EXERCISE MATERIALS START

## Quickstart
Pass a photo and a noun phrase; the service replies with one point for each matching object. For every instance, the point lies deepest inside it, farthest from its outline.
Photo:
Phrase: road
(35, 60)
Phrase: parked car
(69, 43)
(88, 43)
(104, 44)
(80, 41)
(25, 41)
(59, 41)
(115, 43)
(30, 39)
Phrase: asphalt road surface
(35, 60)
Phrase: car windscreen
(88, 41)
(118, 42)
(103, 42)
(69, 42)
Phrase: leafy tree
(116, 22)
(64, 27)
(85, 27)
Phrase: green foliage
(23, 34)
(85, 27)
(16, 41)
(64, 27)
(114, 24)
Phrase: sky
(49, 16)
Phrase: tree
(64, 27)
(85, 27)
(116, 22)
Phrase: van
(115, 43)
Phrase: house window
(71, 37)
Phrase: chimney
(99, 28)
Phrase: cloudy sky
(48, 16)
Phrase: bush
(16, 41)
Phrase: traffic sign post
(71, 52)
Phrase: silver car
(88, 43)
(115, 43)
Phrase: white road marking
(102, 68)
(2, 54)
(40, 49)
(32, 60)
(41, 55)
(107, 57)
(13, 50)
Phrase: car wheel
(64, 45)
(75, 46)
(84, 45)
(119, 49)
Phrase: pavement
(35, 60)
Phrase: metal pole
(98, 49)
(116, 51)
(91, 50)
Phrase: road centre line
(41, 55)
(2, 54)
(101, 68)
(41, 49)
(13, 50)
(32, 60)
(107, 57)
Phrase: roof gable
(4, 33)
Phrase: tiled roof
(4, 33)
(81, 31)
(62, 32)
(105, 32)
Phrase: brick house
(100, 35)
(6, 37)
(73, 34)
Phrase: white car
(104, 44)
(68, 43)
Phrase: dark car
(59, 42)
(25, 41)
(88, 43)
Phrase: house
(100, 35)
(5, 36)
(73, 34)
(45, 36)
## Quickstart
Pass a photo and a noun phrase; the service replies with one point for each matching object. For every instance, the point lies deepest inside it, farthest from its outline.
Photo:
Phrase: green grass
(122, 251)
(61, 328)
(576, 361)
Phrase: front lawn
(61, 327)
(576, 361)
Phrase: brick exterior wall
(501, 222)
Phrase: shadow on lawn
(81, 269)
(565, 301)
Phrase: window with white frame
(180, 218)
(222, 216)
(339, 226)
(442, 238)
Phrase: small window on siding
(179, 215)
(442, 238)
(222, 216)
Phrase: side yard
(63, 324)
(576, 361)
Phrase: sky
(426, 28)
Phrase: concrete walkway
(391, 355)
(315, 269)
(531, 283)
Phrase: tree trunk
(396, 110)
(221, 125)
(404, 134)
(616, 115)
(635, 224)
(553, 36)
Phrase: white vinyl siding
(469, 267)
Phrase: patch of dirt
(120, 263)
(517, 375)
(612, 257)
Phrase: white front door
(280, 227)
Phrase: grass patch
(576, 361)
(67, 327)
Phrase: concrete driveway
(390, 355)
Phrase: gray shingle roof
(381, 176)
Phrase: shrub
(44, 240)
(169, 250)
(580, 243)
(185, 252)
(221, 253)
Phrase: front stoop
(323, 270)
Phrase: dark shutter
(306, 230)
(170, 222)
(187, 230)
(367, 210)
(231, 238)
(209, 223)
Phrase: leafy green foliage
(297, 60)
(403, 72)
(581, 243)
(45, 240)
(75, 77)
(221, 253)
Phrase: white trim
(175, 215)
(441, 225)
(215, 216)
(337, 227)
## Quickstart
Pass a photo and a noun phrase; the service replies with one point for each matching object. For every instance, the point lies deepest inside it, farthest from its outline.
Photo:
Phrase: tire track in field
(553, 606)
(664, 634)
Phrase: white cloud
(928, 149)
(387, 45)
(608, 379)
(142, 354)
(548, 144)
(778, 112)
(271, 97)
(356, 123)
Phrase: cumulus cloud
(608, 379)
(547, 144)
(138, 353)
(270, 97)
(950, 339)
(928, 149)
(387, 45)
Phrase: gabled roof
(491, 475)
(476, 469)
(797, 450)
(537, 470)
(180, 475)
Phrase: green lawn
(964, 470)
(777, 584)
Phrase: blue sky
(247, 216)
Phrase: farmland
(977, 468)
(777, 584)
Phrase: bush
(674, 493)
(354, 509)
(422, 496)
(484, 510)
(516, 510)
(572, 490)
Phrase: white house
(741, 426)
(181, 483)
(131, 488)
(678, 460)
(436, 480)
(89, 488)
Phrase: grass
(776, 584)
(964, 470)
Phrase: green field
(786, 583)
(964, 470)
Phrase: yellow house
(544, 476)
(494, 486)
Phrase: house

EXERCISE MATERIALS END

» WHAT THIS TASK INVOLVES: Write the records out once more, word for word.

» SOLUTION TO THE EXERCISE:
## Quickstart
Pass a photo and a noun phrase; the service replies with one point for each matching object. For every instance, the point lies deepest inside it, farthest from its outline.
Photo:
Phrase: road
(35, 60)
Phrase: parked car
(69, 43)
(88, 43)
(104, 44)
(80, 41)
(25, 41)
(59, 41)
(115, 43)
(30, 39)
Phrase: asphalt road surface
(35, 60)
Phrase: car windscreen
(88, 41)
(118, 42)
(103, 42)
(69, 42)
Phrase: leafy tree
(116, 22)
(64, 27)
(85, 27)
Phrase: green foliage
(23, 34)
(85, 27)
(16, 41)
(64, 27)
(114, 24)
Phrase: sky
(49, 16)
Phrase: tree
(64, 27)
(85, 27)
(116, 22)
Phrase: van
(115, 43)
Phrase: house window
(71, 37)
Phrase: chimney
(99, 28)
Phrase: cloudy sky
(48, 16)
Phrase: bush
(16, 41)
Phrase: traffic sign post
(71, 52)
Phrase: silver car
(88, 43)
(115, 43)
Phrase: white road marking
(102, 68)
(2, 54)
(40, 49)
(32, 60)
(41, 55)
(107, 57)
(13, 50)
Phrase: car wheel
(64, 45)
(75, 46)
(84, 45)
(119, 49)
Phrase: pavement
(35, 60)
Phrase: metal pole
(98, 49)
(116, 51)
(91, 50)
Phrase: road centre line
(41, 55)
(2, 54)
(101, 68)
(41, 49)
(13, 50)
(32, 60)
(107, 57)
Phrase: roof gable
(4, 33)
Phrase: tiled roof
(4, 33)
(81, 31)
(62, 32)
(105, 32)
Phrase: brick house
(100, 35)
(6, 37)
(73, 34)
Phrase: white car
(104, 44)
(68, 43)
Phrase: dark car
(59, 42)
(25, 41)
(88, 43)
Phrase: house
(100, 35)
(5, 36)
(73, 34)
(45, 36)
## Quickstart
Pass a photo and a noun phrase; the service replies with one point for each matching object. For every instance, the point lies deepest inside it, farthest from its outline.
Photo:
Phrase: green grass
(122, 251)
(61, 328)
(576, 361)
Phrase: front lawn
(61, 327)
(576, 361)
Phrase: brick exterior wall
(501, 222)
Phrase: shadow on lawn
(81, 269)
(565, 301)
Phrase: window with white frame
(180, 218)
(222, 216)
(339, 226)
(442, 238)
Phrase: small window on siding
(179, 215)
(442, 238)
(222, 216)
Phrase: side yard
(63, 324)
(576, 361)
Phrase: sky
(426, 28)
Phrase: concrete walkway
(391, 355)
(315, 269)
(531, 283)
Phrase: tree trunk
(396, 110)
(221, 125)
(404, 134)
(616, 115)
(635, 224)
(553, 36)
Phrase: white vinyl siding
(469, 267)
Phrase: patch of dirt
(120, 263)
(517, 375)
(612, 257)
Phrase: white front door
(280, 227)
Phrase: grass patch
(576, 361)
(67, 327)
Phrase: concrete driveway
(390, 355)
Phrase: gray shingle roof
(381, 176)
Phrase: shrub
(44, 240)
(169, 250)
(580, 243)
(185, 252)
(221, 253)
Phrase: front stoop
(323, 270)
Phrase: dark shutter
(306, 230)
(170, 222)
(187, 230)
(367, 210)
(231, 238)
(209, 223)
Phrase: leafy green foliage
(297, 60)
(403, 72)
(581, 243)
(45, 240)
(75, 77)
(221, 253)
Phrase: white trim
(175, 215)
(441, 225)
(215, 216)
(337, 227)
## Quickstart
Pass a photo and a noun phrase; the service replies with one point for each matching object. For every instance, the point lies deepest inside it, farthest from its outline.
Photo:
Phrase: tire track in field
(553, 606)
(664, 634)
Phrase: white cloud
(928, 149)
(387, 45)
(608, 379)
(142, 354)
(548, 144)
(778, 112)
(271, 97)
(356, 123)
Phrase: cumulus cloud
(608, 379)
(547, 144)
(138, 353)
(270, 97)
(950, 339)
(928, 149)
(387, 45)
Phrase: gabled roof
(491, 475)
(476, 469)
(797, 450)
(537, 470)
(180, 475)
Phrase: green lawn
(964, 470)
(777, 584)
Phrase: blue sky
(247, 216)
Phrase: farmland
(977, 468)
(777, 584)
Phrase: bush
(674, 493)
(354, 509)
(422, 496)
(484, 510)
(516, 510)
(572, 490)
Phrase: white house
(741, 426)
(181, 483)
(131, 488)
(678, 460)
(436, 480)
(89, 488)
Phrase: grass
(776, 584)
(964, 470)
Phrase: green field
(786, 583)
(964, 470)
Phrase: yellow house
(544, 476)
(494, 486)
Phrase: house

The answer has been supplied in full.